Check every line of the entries below for the word "white", and copy the ones that have it.
*** Data shown Section Begins ***
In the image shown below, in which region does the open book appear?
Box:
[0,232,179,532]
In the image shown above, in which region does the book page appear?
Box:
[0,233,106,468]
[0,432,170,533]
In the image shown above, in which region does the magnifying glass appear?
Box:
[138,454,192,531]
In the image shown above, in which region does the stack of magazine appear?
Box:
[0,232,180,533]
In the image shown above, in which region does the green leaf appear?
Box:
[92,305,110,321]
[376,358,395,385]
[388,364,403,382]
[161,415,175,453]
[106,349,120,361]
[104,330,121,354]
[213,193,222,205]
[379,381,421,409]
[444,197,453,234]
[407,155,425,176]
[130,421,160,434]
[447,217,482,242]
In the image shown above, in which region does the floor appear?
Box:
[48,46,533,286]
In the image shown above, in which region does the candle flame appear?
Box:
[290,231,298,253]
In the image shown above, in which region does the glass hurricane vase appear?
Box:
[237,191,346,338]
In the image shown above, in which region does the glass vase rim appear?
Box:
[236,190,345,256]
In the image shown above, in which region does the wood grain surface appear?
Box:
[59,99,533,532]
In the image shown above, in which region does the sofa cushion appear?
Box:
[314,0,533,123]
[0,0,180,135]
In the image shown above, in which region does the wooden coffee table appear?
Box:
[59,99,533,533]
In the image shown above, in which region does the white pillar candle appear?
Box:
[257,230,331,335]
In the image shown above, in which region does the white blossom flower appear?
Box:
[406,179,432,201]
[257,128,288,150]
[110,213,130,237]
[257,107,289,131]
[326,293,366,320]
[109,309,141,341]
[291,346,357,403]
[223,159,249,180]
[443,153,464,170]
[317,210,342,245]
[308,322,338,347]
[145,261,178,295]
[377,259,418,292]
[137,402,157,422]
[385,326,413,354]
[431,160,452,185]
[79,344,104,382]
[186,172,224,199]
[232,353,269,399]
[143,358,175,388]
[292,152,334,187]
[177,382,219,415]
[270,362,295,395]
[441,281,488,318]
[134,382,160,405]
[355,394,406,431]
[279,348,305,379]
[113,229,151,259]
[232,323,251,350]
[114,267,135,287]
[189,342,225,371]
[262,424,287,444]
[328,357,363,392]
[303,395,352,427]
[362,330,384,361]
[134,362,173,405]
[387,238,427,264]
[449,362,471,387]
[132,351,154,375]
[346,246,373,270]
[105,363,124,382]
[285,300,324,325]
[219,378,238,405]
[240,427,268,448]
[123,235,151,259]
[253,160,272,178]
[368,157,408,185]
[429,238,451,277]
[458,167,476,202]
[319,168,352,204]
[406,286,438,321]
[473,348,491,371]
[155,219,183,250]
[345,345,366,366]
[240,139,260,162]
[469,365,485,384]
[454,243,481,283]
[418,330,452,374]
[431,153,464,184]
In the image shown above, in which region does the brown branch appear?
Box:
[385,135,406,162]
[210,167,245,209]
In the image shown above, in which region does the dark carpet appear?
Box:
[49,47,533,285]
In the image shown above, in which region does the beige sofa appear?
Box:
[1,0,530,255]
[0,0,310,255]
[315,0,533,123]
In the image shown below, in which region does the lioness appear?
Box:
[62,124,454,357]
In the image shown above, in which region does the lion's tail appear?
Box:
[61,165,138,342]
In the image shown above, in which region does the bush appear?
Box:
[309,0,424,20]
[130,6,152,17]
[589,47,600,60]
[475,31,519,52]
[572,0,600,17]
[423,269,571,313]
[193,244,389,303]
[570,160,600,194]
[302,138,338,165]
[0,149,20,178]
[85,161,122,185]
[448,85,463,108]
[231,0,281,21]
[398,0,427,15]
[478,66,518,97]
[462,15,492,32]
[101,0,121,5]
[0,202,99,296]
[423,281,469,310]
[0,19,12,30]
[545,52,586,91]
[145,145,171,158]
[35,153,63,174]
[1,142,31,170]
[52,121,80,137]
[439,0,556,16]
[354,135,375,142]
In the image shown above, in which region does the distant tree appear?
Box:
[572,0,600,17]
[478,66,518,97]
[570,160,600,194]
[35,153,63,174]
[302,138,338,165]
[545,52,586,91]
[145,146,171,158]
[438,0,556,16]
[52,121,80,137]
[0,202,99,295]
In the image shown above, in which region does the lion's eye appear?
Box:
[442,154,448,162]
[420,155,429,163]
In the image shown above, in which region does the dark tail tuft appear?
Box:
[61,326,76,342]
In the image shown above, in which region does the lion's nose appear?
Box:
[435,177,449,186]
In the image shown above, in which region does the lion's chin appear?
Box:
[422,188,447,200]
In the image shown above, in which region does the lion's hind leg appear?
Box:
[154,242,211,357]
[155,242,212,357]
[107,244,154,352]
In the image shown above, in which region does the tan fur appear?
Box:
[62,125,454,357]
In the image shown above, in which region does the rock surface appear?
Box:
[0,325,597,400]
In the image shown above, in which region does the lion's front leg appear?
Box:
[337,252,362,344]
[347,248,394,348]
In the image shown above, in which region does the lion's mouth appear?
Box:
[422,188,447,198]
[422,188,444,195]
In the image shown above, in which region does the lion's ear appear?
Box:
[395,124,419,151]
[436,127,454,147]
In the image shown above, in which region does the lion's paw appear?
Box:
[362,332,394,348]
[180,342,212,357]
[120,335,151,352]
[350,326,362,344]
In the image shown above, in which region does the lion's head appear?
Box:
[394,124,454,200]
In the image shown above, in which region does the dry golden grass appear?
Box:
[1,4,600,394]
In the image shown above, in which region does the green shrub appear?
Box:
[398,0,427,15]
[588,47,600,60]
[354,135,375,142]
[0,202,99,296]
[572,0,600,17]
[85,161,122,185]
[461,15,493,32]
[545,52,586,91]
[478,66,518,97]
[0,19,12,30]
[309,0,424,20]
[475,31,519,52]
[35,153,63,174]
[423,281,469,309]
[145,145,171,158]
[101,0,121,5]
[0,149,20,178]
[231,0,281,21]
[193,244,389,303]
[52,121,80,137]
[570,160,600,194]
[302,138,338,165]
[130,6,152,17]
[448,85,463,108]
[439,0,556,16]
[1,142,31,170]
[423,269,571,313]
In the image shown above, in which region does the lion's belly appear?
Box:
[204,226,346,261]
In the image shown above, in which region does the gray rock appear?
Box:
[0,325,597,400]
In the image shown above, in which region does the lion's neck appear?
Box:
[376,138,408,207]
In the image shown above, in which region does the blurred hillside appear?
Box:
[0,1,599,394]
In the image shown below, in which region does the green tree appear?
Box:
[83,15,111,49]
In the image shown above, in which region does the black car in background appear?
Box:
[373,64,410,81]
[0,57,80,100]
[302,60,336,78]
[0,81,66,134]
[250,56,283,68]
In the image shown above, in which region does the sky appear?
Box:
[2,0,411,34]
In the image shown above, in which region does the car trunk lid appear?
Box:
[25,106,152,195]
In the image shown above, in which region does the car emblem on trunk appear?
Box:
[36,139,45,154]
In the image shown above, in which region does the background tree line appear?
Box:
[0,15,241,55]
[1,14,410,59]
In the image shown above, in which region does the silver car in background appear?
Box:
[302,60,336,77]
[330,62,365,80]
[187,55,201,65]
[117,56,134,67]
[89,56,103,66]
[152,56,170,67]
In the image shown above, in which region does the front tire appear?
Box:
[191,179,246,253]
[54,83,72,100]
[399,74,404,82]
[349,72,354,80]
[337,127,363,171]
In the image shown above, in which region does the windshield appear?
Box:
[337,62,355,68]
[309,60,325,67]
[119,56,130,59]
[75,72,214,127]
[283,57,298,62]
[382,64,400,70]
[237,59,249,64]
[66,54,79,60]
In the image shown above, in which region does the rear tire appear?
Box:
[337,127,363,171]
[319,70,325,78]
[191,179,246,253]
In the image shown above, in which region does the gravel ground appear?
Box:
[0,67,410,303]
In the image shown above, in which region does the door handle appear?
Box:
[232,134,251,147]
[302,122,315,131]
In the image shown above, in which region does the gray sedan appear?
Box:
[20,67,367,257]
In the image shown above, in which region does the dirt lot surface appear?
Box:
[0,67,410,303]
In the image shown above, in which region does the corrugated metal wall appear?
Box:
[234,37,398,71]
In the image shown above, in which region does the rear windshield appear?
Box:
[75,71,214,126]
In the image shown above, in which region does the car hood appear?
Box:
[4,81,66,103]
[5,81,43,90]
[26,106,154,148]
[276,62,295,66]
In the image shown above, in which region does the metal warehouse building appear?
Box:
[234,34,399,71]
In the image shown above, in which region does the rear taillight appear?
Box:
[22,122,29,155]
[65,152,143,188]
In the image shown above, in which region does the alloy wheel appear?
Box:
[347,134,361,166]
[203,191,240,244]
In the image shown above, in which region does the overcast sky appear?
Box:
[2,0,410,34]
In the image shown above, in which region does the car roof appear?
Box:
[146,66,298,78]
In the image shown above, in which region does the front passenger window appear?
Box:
*** Data shown Section Ends ***
#### Solution to the exercise:
In the image shown above, in which region does the white pillar candle appear?
In the image shown above, in which region does the white blossom flower appear?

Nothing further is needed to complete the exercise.